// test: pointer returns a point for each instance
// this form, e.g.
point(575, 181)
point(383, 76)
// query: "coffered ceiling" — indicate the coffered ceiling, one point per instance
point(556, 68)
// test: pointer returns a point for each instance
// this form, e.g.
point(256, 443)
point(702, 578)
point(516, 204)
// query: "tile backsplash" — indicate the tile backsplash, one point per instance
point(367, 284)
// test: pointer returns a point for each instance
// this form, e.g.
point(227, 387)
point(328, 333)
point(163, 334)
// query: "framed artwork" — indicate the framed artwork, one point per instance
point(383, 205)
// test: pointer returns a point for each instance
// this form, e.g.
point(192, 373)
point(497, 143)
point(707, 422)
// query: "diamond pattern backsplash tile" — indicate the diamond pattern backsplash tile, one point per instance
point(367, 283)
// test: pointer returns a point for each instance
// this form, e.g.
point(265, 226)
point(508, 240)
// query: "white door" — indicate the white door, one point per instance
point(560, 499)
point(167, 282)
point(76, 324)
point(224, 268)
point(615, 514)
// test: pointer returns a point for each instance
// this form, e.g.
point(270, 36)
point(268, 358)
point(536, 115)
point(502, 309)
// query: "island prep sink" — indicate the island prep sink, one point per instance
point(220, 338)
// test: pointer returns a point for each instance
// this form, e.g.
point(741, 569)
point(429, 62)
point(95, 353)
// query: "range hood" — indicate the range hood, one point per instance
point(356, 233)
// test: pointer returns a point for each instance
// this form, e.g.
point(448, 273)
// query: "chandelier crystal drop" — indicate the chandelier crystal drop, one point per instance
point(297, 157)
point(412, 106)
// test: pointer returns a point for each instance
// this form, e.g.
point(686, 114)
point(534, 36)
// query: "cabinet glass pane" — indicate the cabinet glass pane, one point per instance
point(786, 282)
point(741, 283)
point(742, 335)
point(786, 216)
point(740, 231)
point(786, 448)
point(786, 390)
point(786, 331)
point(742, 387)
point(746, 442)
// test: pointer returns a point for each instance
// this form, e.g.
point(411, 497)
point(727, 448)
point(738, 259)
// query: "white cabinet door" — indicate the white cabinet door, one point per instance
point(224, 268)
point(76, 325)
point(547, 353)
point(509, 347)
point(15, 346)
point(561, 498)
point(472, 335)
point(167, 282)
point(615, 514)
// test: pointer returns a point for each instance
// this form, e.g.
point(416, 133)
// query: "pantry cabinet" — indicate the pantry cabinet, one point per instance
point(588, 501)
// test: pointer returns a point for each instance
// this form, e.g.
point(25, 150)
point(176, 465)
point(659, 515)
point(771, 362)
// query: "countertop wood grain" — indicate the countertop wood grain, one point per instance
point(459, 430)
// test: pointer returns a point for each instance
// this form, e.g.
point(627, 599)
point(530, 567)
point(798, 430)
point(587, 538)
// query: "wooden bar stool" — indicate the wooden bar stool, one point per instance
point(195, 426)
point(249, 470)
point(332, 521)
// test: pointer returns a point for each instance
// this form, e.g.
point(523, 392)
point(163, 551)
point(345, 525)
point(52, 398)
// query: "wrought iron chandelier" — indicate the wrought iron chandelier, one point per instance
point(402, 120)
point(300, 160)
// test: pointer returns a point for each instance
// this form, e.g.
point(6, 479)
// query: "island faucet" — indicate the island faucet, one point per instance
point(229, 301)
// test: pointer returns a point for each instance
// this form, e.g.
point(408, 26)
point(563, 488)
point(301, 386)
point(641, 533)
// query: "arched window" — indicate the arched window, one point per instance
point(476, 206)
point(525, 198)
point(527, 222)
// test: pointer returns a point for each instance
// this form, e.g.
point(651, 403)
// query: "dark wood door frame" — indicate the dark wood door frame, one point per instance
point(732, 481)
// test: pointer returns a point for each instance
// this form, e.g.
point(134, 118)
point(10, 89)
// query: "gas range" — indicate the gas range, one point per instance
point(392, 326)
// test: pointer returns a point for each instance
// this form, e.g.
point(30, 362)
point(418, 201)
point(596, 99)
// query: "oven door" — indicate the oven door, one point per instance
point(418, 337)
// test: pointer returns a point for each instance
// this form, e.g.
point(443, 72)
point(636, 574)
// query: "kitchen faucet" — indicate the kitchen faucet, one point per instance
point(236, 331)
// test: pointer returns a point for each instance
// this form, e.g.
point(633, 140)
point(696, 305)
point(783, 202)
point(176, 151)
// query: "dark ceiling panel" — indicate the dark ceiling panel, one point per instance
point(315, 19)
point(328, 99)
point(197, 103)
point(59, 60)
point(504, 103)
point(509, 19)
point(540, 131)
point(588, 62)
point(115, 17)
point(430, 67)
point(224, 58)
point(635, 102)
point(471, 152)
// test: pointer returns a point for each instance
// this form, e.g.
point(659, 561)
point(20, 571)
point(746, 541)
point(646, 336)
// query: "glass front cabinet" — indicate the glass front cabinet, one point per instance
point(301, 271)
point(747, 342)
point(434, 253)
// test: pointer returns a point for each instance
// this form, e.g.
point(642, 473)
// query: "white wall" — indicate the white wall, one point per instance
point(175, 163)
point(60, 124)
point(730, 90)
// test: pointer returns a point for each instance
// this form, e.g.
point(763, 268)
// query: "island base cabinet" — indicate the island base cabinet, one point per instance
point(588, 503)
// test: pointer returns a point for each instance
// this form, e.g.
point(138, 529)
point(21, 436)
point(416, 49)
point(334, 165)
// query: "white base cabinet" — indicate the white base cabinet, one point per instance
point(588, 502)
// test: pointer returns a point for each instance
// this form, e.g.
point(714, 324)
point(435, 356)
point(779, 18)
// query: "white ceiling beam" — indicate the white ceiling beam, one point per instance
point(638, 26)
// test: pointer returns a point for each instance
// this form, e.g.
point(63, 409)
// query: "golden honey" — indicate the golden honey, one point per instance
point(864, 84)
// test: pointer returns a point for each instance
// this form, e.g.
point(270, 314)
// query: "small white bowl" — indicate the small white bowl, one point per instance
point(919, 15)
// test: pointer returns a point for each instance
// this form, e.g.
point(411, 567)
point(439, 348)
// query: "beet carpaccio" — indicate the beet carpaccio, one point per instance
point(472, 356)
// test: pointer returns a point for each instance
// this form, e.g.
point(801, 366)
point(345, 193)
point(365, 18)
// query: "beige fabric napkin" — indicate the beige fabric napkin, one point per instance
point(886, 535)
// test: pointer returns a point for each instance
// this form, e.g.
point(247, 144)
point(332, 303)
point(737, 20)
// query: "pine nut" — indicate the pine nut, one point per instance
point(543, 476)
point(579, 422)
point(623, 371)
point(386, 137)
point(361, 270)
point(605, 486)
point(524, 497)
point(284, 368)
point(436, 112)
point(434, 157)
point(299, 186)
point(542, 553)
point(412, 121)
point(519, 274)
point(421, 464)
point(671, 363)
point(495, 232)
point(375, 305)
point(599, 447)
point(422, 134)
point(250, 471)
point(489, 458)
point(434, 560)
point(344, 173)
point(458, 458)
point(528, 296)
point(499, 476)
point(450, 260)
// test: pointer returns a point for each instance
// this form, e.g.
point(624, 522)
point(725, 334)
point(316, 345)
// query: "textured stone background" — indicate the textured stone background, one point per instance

*GOAL*
Exactly reproduce every record.

*SOLUTION BELOW*
// test: pointer returns a point for each instance
// this form, e.g.
point(575, 181)
point(383, 76)
// query: "coffered ceiling" — indicate the coffered ceiling, one point per instance
point(556, 68)
// test: pointer returns a point for each instance
// this form, e.g.
point(256, 443)
point(702, 578)
point(516, 204)
// query: "tile backsplash" — indicate the tile backsplash, one point per instance
point(367, 284)
// test: pointer returns a point for each instance
// this form, e.g.
point(227, 387)
point(328, 333)
point(163, 334)
// query: "framed artwork" — indicate the framed artwork, one point per instance
point(383, 205)
// test: pointer returns a point for each instance
// this form, e.g.
point(192, 373)
point(497, 143)
point(707, 422)
// query: "diamond pattern backsplash tile" — indicate the diamond pattern backsplash tile, one point per instance
point(367, 283)
// test: pointer returns a point for each instance
// this form, e.g.
point(265, 226)
point(508, 240)
// query: "white door" — indicate the white door, one point per instance
point(560, 499)
point(167, 282)
point(76, 324)
point(224, 268)
point(615, 514)
// test: pointer returns a point for each instance
// this form, e.g.
point(270, 36)
point(268, 358)
point(536, 115)
point(502, 309)
// query: "island prep sink" — indicate the island prep sink, one point per instance
point(220, 338)
// test: pointer returns a point for each instance
// this form, e.g.
point(741, 569)
point(429, 62)
point(95, 353)
// query: "range hood" — indicate the range hood, one point per instance
point(356, 233)
// test: pointer returns a point for each instance
// this form, e.g.
point(448, 273)
// query: "chandelier crystal drop" — indicate the chandelier crystal drop, one point per instance
point(297, 157)
point(412, 106)
// test: pointer returns a point for each instance
// this form, e.g.
point(686, 114)
point(534, 36)
// query: "cabinet glass pane" — indicate the cabinet glass pane, one point per instance
point(786, 282)
point(741, 283)
point(742, 335)
point(786, 216)
point(740, 231)
point(786, 448)
point(786, 390)
point(786, 331)
point(742, 387)
point(746, 442)
// test: pointer returns a point for each instance
// this form, e.g.
point(411, 497)
point(727, 448)
point(738, 259)
// query: "white cabinet door" — indicate the white cabinet door, one point per instance
point(224, 268)
point(76, 325)
point(547, 353)
point(509, 347)
point(15, 346)
point(561, 498)
point(472, 335)
point(167, 282)
point(615, 514)
// test: pointer returns a point for each instance
// this form, e.g.
point(416, 133)
// query: "pantry cabinet" — indicate the pantry cabinet, one point per instance
point(588, 501)
// test: pointer returns a point for each instance
// this form, e.g.
point(25, 150)
point(176, 465)
point(659, 515)
point(771, 362)
// query: "countertop wood grain" — indicate the countertop wood grain, one point per instance
point(459, 430)
// test: pointer returns a point for each instance
// this form, e.g.
point(627, 599)
point(530, 567)
point(798, 430)
point(587, 538)
// query: "wooden bar stool" — indicate the wooden bar stool, one point per instance
point(195, 426)
point(249, 470)
point(332, 521)
// test: pointer returns a point for each instance
// this form, e.g.
point(523, 392)
point(163, 551)
point(345, 525)
point(52, 398)
// query: "wrought iron chandelier" — indicate the wrought iron chandelier, one point per instance
point(402, 120)
point(300, 160)
// test: pointer returns a point for each instance
// this form, e.g.
point(6, 479)
// query: "island faucet" — indicate the island faucet, one point per instance
point(229, 301)
// test: pointer returns a point for each instance
// this form, e.g.
point(408, 26)
point(563, 488)
point(301, 386)
point(641, 533)
// query: "arched window" — indicate the arched window, one point per instance
point(476, 206)
point(525, 198)
point(527, 222)
// test: pointer returns a point for each instance
// this form, e.g.
point(651, 403)
// query: "dark wood door frame" — indicate the dark wood door frame, one point per instance
point(732, 481)
// test: pointer returns a point for each instance
// this form, e.g.
point(134, 118)
point(10, 89)
// query: "gas range" — indicate the gas range, one point per instance
point(392, 326)
// test: pointer returns a point for each instance
// this form, e.g.
point(30, 362)
point(418, 201)
point(596, 99)
// query: "oven door" — indicate the oven door, one point per instance
point(418, 337)
// test: pointer returns a point for each instance
// this form, e.g.
point(443, 72)
point(636, 574)
// query: "kitchen faucet" — indicate the kitchen faucet, one point per instance
point(236, 331)
// test: pointer returns a point for each instance
// this form, e.g.
point(633, 140)
point(696, 305)
point(783, 202)
point(176, 151)
// query: "dark ceiling panel" — indicate the dark ceiling panel, one point per instance
point(315, 19)
point(328, 99)
point(197, 103)
point(59, 60)
point(504, 103)
point(509, 19)
point(540, 131)
point(588, 62)
point(115, 17)
point(430, 67)
point(224, 58)
point(635, 102)
point(471, 152)
// test: pointer returns a point for each instance
// this form, e.g.
point(659, 561)
point(20, 571)
point(746, 541)
point(646, 336)
// query: "glass front cabinet" — indicate the glass front cabinet, one point per instance
point(301, 271)
point(747, 342)
point(434, 253)
// test: pointer returns a point for each instance
// this form, e.g.
point(642, 473)
// query: "white wall" — indicate the white wall, one point per instance
point(175, 163)
point(60, 124)
point(730, 90)
// test: pointer returns a point for each instance
// this form, e.g.
point(763, 268)
// query: "island base cabinet" — indicate the island base cabinet, one point per instance
point(588, 503)
// test: pointer returns a point for each instance
// this form, e.g.
point(138, 529)
point(21, 436)
point(416, 49)
point(334, 165)
// query: "white base cabinet" — indicate the white base cabinet, one point per instance
point(588, 502)
// test: pointer returns a point for each instance
// this form, e.g.
point(714, 324)
point(435, 356)
point(779, 18)
// query: "white ceiling beam" — indicate the white ceiling beam, one point per instance
point(638, 26)
// test: pointer returns a point for each instance
// this form, e.g.
point(63, 409)
// query: "golden honey" — indicate the golden honey, one point per instance
point(864, 84)
// test: pointer returns a point for each instance
// this form, e.g.
point(270, 314)
// query: "small white bowl" — indicate the small white bowl, one point per instance
point(919, 15)
// test: pointer returns a point for each instance
// this form, e.g.
point(411, 567)
point(439, 348)
// query: "beet carpaccio" — indicate the beet carpaccio, one point per instance
point(472, 356)
// test: pointer returns a point for each instance
// this form, e.g.
point(801, 366)
point(345, 193)
point(365, 18)
// query: "beige fabric napkin" — indicate the beige fabric napkin, one point per instance
point(886, 535)
// test: pointer returns a point for each instance
// this form, e.g.
point(247, 144)
point(332, 303)
point(737, 20)
// query: "pine nut" — indicate the pine nut, one point per instance
point(543, 476)
point(579, 422)
point(623, 371)
point(386, 137)
point(361, 270)
point(605, 486)
point(524, 497)
point(284, 368)
point(436, 112)
point(434, 157)
point(299, 186)
point(542, 553)
point(412, 121)
point(519, 274)
point(421, 464)
point(671, 363)
point(495, 232)
point(375, 305)
point(599, 447)
point(422, 134)
point(250, 471)
point(489, 458)
point(434, 560)
point(344, 173)
point(458, 458)
point(528, 296)
point(499, 476)
point(450, 260)
// test: pointer returns a point for each instance
// this form, e.g.
point(624, 522)
point(725, 334)
point(316, 345)
// query: "textured stone background" — indicate the textured stone background, one point per instance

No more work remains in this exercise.